== WHAT YOU ARE ASKED TO DO ==
Repeat the entire listing exactly as written.
(RAW DATA)
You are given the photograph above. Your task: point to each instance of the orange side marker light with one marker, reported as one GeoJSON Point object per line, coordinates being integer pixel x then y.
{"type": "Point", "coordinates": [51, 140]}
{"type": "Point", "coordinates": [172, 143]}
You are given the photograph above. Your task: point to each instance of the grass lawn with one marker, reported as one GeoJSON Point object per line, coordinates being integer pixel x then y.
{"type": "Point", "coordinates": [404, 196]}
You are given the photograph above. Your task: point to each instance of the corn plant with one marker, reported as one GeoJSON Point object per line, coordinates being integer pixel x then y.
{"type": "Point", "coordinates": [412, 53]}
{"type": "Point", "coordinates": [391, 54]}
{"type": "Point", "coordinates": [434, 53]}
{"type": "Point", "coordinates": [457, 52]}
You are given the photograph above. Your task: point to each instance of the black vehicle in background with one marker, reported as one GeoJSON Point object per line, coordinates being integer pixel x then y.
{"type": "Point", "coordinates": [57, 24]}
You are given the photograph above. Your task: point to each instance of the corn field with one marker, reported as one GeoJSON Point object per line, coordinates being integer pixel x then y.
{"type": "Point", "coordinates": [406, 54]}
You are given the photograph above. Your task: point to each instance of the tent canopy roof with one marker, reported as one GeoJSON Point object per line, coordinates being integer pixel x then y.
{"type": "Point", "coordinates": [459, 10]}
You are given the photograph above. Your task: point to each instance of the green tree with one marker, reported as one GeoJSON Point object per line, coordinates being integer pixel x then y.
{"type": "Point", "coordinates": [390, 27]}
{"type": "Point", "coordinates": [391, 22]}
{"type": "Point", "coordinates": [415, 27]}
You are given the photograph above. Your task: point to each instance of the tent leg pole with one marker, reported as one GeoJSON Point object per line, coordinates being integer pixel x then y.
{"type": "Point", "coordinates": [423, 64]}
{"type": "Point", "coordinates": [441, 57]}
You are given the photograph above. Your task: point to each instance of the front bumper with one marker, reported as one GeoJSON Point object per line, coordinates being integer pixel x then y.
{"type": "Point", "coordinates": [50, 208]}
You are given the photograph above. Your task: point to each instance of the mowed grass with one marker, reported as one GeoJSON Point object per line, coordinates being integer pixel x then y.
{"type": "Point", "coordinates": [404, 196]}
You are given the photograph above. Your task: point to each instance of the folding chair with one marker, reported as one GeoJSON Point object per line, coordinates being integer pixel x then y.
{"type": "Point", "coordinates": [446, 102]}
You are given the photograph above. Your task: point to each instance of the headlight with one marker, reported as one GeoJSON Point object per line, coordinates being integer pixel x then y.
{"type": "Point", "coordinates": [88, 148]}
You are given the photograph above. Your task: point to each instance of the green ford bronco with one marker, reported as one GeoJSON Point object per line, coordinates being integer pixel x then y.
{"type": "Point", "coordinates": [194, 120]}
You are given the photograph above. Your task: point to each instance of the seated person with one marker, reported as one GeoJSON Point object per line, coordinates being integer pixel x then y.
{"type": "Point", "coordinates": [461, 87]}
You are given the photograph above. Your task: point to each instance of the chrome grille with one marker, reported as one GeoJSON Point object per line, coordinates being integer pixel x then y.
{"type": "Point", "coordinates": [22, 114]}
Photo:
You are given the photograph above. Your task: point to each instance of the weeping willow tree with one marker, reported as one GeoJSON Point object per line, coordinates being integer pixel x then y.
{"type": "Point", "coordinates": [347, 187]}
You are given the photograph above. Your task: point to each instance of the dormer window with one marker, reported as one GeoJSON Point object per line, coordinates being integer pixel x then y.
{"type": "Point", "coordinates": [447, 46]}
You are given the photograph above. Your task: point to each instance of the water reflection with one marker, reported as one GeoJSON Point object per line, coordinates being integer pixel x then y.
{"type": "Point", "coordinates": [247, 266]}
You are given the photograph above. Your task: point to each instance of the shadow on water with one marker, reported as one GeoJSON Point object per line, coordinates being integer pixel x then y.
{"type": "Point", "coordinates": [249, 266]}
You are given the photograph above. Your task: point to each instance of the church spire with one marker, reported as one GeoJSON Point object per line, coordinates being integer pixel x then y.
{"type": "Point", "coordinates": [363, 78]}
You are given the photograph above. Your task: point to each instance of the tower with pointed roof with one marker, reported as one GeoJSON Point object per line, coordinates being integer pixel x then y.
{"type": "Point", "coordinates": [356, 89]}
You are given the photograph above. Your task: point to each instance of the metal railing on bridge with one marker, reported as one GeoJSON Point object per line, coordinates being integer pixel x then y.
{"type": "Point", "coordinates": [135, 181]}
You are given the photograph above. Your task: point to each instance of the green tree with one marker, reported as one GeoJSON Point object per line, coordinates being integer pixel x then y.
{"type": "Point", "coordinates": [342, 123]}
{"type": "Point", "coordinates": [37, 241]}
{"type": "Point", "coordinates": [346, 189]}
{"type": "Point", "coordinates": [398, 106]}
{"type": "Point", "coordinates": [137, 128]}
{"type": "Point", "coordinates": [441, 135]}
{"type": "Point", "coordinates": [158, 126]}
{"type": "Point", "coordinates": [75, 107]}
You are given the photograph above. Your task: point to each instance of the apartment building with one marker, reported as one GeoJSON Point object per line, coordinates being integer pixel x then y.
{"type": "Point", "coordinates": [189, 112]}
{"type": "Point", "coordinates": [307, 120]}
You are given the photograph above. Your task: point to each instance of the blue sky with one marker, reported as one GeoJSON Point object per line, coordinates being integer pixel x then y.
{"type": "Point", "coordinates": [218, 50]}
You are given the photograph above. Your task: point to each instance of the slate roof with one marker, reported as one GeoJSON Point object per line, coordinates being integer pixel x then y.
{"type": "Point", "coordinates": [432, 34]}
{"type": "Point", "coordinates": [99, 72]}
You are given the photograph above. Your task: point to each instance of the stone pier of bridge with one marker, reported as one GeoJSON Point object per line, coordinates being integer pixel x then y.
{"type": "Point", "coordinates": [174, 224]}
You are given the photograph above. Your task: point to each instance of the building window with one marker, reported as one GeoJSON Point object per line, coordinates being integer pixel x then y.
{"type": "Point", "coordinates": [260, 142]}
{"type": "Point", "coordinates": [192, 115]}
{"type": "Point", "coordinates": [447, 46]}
(End RAW DATA)
== THE ANSWER ==
You are given the photograph above. Your task: point to each instance of the orange side marker light with one marker, reported as one GeoJSON Point object per line, coordinates being integer pixel x then y.
{"type": "Point", "coordinates": [51, 140]}
{"type": "Point", "coordinates": [172, 143]}
You are given the photograph above. Your task: point to each instance of the grass lawn with one marker, reported as one GeoJSON Point object per line, coordinates being integer pixel x then y.
{"type": "Point", "coordinates": [404, 196]}
You are given the photograph above. Your task: point to each instance of the corn plant with one marker, reported as one GeoJSON Point object per line, coordinates being integer pixel x then y.
{"type": "Point", "coordinates": [412, 53]}
{"type": "Point", "coordinates": [391, 54]}
{"type": "Point", "coordinates": [434, 53]}
{"type": "Point", "coordinates": [457, 52]}
You are given the photograph above. Your task: point to each instance of the black vehicle in background with one marker, reported as one GeoJSON Point object per line, coordinates being integer pixel x then y.
{"type": "Point", "coordinates": [57, 24]}
You are given the photograph above. Your task: point to each instance of the corn field with one marker, reported as one GeoJSON Point object per line, coordinates being integer pixel x then y.
{"type": "Point", "coordinates": [406, 54]}
You are given the photograph above. Your task: point to each instance of the tent canopy roof with one marker, reported as one GeoJSON Point object per line, coordinates being integer pixel x then y.
{"type": "Point", "coordinates": [459, 10]}
You are given the photograph above. Your task: point to each instance of the green tree with one marker, reported as one GeoJSON Point object per line, coordinates being integer pixel x then y.
{"type": "Point", "coordinates": [390, 27]}
{"type": "Point", "coordinates": [391, 22]}
{"type": "Point", "coordinates": [415, 27]}
You are given the photograph above. Your task: point to each instance of the tent leg pole with one marker, reported as one GeoJSON Point object per line, coordinates being integer pixel x then y.
{"type": "Point", "coordinates": [423, 64]}
{"type": "Point", "coordinates": [441, 57]}
You are given the photograph above. Your task: point to each instance of the front bumper with one marker, reported as one GeoJSON Point object per line, coordinates being integer pixel x then y.
{"type": "Point", "coordinates": [50, 208]}
You are given the photograph above. Your task: point to each instance of the mowed grass with one marker, reported as one GeoJSON Point object per line, coordinates being integer pixel x then y.
{"type": "Point", "coordinates": [404, 196]}
You are given the photograph above. Your task: point to each instance of the folding chair with one marker, reported as one GeoJSON Point object per line, coordinates being integer pixel x then y.
{"type": "Point", "coordinates": [446, 102]}
You are given the photograph above. Your task: point to each instance of the headlight with one marker, reported as one GeoJSON Point object per line, coordinates being integer pixel x then y.
{"type": "Point", "coordinates": [88, 148]}
You are given the photograph above. Your task: point to each instance of the green ford bronco with one marker, reported as one GeoJSON Point object per line, coordinates being integer pixel x then y.
{"type": "Point", "coordinates": [194, 120]}
You are given the photograph above. Your task: point to each instance of the seated person with one marker, reported as one GeoJSON Point object per line, coordinates being integer pixel x then y.
{"type": "Point", "coordinates": [461, 87]}
You are given the photograph above. Your task: point to each instance of the chrome grille with one marker, reported as one GeoJSON Point object per line, coordinates being integer pixel x then y.
{"type": "Point", "coordinates": [22, 114]}
Photo:
You are given the photograph above. Your task: point to each instance of the weeping willow tree with one marker, reported as one GeoJSON Point object per line, coordinates being integer pixel x then y.
{"type": "Point", "coordinates": [347, 187]}
You are given the photograph above. Your task: point to each instance of the dormer window with one marker, reported as one GeoJSON Point object per line, coordinates being integer pixel x then y.
{"type": "Point", "coordinates": [447, 46]}
You are given the photograph above. Your task: point to each instance of the water reflection with one marker, reported as one GeoJSON Point object per line, coordinates being integer pixel x then y.
{"type": "Point", "coordinates": [247, 266]}
You are given the photograph above. Your task: point to each instance of the shadow on water with one marker, reported as one GeoJSON Point object per line, coordinates being integer pixel x then y.
{"type": "Point", "coordinates": [249, 266]}
You are given the photograph above. Your task: point to each instance of the church spire with one marker, reported as one GeoJSON Point object per line, coordinates being integer pixel x then y.
{"type": "Point", "coordinates": [363, 78]}
You are given the photograph above. Your task: point to each instance of the tower with pointed roof with one marker, reported as one GeoJSON Point object per line, coordinates being integer pixel x then y.
{"type": "Point", "coordinates": [356, 89]}
You are given the photograph above. Your task: point to each instance of the metal railing on bridge with one marker, reported as one GeoJSON Point object per line, coordinates being integer pixel x then y.
{"type": "Point", "coordinates": [135, 181]}
You are given the photograph above. Your task: point to each instance of the green tree with one marker, reported as one GeoJSON Point object per line, coordinates being integer pixel x then y.
{"type": "Point", "coordinates": [342, 123]}
{"type": "Point", "coordinates": [37, 241]}
{"type": "Point", "coordinates": [346, 189]}
{"type": "Point", "coordinates": [398, 106]}
{"type": "Point", "coordinates": [137, 128]}
{"type": "Point", "coordinates": [441, 135]}
{"type": "Point", "coordinates": [158, 126]}
{"type": "Point", "coordinates": [75, 107]}
You are given the photograph above. Your task: point to each instance of the apartment building with one marker, reported as one GeoJSON Point object per line, coordinates being integer pixel x then y.
{"type": "Point", "coordinates": [189, 112]}
{"type": "Point", "coordinates": [307, 120]}
You are given the photograph above. Your task: point to each instance of the blue sky with one marker, reported as one GeoJSON Point object per line, coordinates being integer pixel x then y.
{"type": "Point", "coordinates": [218, 50]}
You are given the photograph above. Your task: point to each instance of the slate roof with one marker, reported as one GeoJSON Point object per line, coordinates being integer pixel x then y.
{"type": "Point", "coordinates": [432, 34]}
{"type": "Point", "coordinates": [99, 72]}
You are given the photograph above. Your task: point to each instance of the stone pier of bridge with one marker, reported as one GeoJSON Point object per line, coordinates being integer pixel x then y.
{"type": "Point", "coordinates": [174, 224]}
You are given the photograph above. Your task: point to each instance of the building window with one marker, reported as one GeoJSON Point object per line, coordinates being integer pixel x then y.
{"type": "Point", "coordinates": [260, 142]}
{"type": "Point", "coordinates": [192, 115]}
{"type": "Point", "coordinates": [447, 46]}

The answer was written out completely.